**TASK ITEM:** From the first line of the material to the line containing "Target: snowy shrub", inclusive, write out each line exactly, leaving out the pictures.

**INPUT FOR THIS TASK:**
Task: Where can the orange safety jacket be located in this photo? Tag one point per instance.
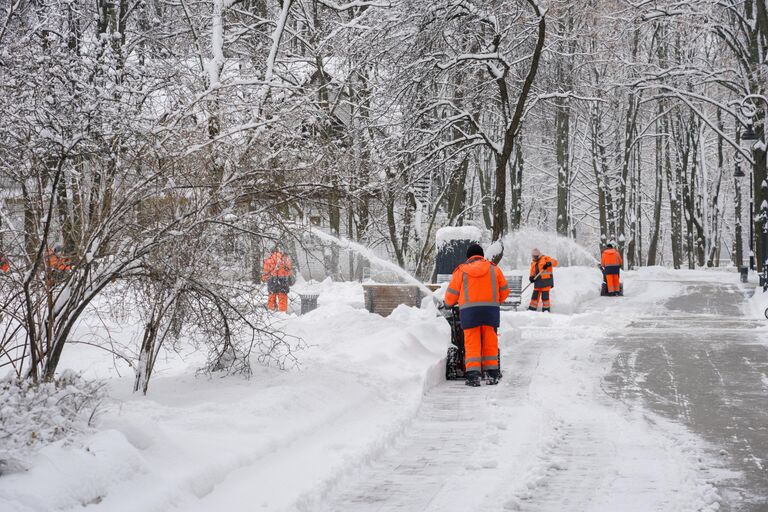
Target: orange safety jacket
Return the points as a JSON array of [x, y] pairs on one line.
[[611, 262], [546, 280], [277, 265], [478, 287]]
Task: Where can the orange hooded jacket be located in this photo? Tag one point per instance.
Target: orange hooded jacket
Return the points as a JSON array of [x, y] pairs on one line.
[[478, 287], [611, 262], [546, 280]]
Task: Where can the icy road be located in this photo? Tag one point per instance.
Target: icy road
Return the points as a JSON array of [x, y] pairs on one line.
[[656, 401], [584, 423]]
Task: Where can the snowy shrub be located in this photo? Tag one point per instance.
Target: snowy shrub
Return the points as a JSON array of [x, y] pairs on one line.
[[33, 415]]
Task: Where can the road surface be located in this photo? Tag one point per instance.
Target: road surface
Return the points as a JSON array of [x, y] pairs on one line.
[[666, 414]]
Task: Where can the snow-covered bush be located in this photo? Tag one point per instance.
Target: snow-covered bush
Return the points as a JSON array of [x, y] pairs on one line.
[[33, 415]]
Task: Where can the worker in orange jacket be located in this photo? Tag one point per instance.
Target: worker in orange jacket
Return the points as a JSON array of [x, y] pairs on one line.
[[278, 274], [478, 287], [611, 262], [542, 279]]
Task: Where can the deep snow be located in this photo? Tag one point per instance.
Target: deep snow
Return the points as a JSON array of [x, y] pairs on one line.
[[301, 439]]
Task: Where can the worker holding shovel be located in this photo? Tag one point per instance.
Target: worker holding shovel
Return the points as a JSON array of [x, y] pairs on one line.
[[542, 279]]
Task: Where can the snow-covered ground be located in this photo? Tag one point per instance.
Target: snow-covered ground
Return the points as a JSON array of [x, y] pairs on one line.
[[370, 402]]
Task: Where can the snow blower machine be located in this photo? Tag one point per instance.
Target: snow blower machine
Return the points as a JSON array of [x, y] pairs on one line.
[[454, 362], [604, 286]]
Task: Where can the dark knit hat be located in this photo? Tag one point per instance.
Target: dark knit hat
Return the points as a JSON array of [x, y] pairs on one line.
[[474, 250]]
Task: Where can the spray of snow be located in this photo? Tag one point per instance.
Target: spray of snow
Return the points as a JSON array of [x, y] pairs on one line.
[[518, 246], [366, 253]]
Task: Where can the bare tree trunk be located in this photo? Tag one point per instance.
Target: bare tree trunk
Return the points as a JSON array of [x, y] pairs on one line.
[[657, 196]]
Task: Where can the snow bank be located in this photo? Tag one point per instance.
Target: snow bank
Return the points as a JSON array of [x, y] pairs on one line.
[[449, 233], [34, 416], [330, 293], [232, 444]]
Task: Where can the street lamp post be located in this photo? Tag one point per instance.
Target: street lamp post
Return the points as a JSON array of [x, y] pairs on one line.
[[749, 138], [739, 215]]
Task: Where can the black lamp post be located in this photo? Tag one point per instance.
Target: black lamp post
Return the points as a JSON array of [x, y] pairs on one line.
[[749, 139], [739, 256]]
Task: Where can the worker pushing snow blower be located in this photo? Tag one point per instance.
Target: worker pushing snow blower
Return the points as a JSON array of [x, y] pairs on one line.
[[610, 265], [478, 287]]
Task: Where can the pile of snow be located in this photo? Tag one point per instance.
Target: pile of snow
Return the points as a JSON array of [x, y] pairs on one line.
[[32, 416], [208, 443], [450, 233], [348, 293]]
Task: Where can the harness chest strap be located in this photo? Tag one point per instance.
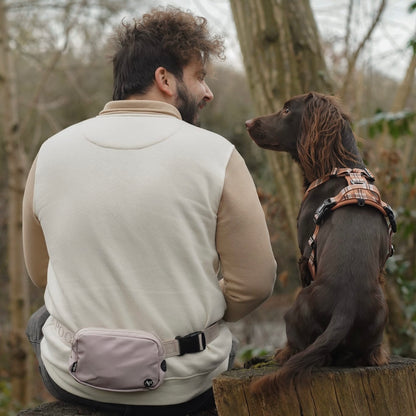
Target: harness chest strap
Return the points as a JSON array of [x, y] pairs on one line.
[[358, 191], [194, 342]]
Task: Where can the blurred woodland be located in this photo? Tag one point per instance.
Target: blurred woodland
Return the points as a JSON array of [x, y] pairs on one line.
[[54, 71]]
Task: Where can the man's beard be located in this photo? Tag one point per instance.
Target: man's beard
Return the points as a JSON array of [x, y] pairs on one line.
[[187, 105]]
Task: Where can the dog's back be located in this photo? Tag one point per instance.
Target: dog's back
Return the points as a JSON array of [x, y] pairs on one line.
[[340, 314]]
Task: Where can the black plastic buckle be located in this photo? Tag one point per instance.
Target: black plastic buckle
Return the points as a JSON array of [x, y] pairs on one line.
[[191, 343], [322, 210]]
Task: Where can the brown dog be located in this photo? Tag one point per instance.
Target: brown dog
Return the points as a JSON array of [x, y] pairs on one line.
[[339, 316]]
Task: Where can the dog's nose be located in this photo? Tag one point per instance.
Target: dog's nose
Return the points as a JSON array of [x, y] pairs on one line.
[[249, 123]]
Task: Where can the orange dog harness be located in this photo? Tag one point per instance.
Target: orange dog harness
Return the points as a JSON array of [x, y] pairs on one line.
[[358, 191]]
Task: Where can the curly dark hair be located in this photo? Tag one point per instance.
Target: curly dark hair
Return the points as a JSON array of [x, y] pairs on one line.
[[167, 37]]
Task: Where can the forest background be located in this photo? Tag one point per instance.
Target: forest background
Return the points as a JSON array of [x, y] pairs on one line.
[[54, 71]]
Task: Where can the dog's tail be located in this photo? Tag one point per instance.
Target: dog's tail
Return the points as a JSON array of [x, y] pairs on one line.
[[318, 354]]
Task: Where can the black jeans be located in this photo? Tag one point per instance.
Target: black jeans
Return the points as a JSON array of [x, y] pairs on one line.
[[204, 401]]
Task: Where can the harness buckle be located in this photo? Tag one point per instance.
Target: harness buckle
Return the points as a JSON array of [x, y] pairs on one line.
[[322, 210], [194, 342], [391, 217]]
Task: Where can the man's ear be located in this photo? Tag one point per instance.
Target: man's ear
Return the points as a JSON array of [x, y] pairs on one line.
[[165, 81]]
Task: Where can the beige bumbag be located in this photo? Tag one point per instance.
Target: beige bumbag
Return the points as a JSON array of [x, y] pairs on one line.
[[117, 360], [126, 361]]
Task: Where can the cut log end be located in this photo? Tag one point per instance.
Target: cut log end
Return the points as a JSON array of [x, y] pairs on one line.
[[389, 390]]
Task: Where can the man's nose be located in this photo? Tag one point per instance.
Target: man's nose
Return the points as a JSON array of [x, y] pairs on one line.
[[209, 96]]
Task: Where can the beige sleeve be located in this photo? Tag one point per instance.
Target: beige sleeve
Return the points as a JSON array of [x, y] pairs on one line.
[[243, 243], [34, 245]]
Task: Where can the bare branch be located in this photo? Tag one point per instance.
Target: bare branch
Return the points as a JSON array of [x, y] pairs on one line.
[[354, 57]]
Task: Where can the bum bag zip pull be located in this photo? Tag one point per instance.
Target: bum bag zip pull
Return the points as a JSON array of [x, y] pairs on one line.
[[187, 344]]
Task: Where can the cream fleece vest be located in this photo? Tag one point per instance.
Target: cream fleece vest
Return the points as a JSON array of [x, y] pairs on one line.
[[128, 204]]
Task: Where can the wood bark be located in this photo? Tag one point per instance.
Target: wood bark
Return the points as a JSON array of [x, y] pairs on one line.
[[20, 360], [365, 391], [282, 57]]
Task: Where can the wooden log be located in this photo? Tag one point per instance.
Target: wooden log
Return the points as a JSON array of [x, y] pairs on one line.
[[365, 391]]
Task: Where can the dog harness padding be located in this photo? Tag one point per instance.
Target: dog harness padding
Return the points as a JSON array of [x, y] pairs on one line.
[[358, 192]]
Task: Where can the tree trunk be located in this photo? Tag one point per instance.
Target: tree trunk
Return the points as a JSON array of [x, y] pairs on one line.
[[282, 56], [365, 391], [20, 360]]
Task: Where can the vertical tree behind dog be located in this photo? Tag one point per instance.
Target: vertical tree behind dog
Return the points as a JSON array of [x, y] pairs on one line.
[[283, 57]]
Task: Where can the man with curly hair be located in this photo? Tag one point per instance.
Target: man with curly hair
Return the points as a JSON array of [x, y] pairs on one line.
[[138, 220]]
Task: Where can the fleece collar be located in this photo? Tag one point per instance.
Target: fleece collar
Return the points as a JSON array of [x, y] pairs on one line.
[[140, 106]]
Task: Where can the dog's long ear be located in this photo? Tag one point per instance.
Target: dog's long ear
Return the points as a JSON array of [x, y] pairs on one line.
[[320, 146]]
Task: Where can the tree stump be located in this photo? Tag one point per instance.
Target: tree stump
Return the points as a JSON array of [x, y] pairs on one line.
[[363, 391]]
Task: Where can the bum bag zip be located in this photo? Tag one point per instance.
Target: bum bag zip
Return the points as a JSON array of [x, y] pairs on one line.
[[122, 360], [193, 342]]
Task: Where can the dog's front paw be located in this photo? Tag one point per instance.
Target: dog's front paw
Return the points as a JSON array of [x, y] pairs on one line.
[[283, 354]]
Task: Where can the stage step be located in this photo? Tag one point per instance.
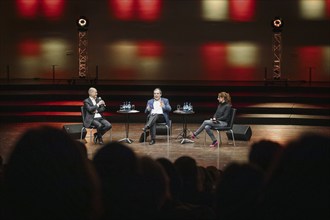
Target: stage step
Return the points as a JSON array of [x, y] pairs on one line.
[[256, 104]]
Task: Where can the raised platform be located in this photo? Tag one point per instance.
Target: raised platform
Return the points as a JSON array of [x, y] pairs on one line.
[[257, 103]]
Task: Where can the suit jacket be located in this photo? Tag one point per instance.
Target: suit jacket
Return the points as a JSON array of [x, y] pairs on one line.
[[90, 109], [166, 108]]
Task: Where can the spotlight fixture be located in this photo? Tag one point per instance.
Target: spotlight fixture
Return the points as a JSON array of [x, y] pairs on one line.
[[82, 23], [277, 24]]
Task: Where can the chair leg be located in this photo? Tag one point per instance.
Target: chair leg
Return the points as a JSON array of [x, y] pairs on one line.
[[168, 134], [145, 136], [232, 134], [91, 135], [81, 132], [219, 138]]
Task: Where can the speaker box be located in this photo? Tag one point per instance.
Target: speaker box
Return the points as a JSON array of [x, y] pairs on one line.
[[74, 130], [241, 132]]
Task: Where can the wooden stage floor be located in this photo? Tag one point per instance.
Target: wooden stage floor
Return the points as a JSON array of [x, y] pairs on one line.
[[201, 152]]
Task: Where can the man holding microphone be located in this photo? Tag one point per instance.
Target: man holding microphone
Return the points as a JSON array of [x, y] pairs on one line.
[[94, 107], [158, 110]]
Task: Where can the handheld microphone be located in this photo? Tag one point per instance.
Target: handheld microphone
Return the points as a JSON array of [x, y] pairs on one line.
[[99, 99]]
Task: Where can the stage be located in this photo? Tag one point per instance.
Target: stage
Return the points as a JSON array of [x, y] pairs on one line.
[[204, 155]]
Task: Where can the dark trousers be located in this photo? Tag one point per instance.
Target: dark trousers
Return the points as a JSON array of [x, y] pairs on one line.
[[102, 126], [152, 120]]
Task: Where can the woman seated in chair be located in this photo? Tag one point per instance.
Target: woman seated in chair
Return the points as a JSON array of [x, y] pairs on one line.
[[221, 118]]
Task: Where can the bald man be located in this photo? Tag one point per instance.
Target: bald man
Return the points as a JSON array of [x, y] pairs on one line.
[[94, 107]]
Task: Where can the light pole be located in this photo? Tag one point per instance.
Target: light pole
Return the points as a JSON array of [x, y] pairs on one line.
[[277, 25], [82, 24]]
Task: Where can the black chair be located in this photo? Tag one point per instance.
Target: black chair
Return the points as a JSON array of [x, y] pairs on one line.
[[229, 128], [162, 129], [91, 128]]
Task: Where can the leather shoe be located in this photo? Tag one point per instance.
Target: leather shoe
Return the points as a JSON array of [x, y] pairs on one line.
[[95, 138], [100, 141]]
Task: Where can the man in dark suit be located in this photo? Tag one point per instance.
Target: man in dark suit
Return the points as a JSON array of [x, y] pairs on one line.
[[158, 110], [94, 107]]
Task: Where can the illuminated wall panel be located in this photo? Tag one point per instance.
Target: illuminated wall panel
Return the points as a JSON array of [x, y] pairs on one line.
[[149, 10], [315, 58], [314, 9], [37, 57], [242, 10], [31, 9], [233, 61], [27, 8], [143, 10], [213, 57], [53, 9], [132, 60], [215, 10], [233, 10]]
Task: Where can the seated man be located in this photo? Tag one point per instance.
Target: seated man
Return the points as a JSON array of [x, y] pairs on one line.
[[94, 107], [158, 111]]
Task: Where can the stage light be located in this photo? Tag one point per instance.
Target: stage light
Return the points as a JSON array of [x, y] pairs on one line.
[[82, 23], [277, 24]]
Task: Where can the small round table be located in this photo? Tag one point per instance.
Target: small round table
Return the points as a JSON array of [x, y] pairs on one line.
[[127, 112], [184, 125]]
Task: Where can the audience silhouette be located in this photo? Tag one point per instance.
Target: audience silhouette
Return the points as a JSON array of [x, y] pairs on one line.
[[298, 186], [49, 176], [263, 153]]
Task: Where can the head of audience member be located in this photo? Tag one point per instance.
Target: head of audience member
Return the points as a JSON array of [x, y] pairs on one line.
[[225, 97], [263, 153], [157, 93], [117, 167], [237, 191], [175, 180], [215, 174], [155, 189], [48, 178], [298, 184]]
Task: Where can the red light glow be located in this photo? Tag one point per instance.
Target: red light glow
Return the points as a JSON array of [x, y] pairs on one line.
[[29, 48], [122, 9], [27, 8], [145, 10], [53, 9], [242, 10], [327, 5], [149, 10], [213, 59], [309, 57], [150, 49]]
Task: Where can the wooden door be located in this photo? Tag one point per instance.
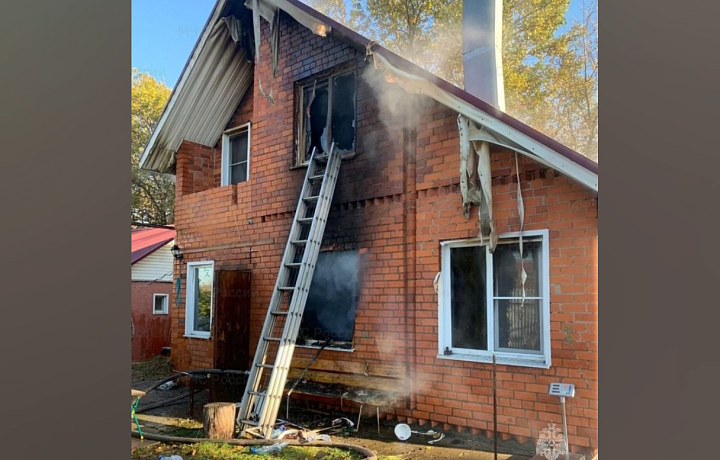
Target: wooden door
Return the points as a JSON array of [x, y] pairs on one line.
[[232, 333]]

**RESPONSE TO THIS TASK:**
Task: Where can the orange safety jacket be located in this photo? Tag one point per instance.
Target: orange safety jacket
Return the points as a JSON array of [x, y] pairs on one line.
[[611, 262], [546, 280], [277, 265], [478, 287]]
Task: Where can the orange hooded jacket be located in this photo? Tag one point per instance.
Target: orange hooded jacket
Return the points as a JSON array of [x, y] pairs on one line.
[[478, 287], [611, 262], [546, 280]]
Task: Where can the icy road be located in this photo? Tag one point per instance.
Target: icy road
Return the points as a JSON array of [x, y] pairs on one line.
[[656, 401], [584, 423]]
Task: Where can the snowy shrub be located in this photo? Tag one point per instance.
Target: snowy shrub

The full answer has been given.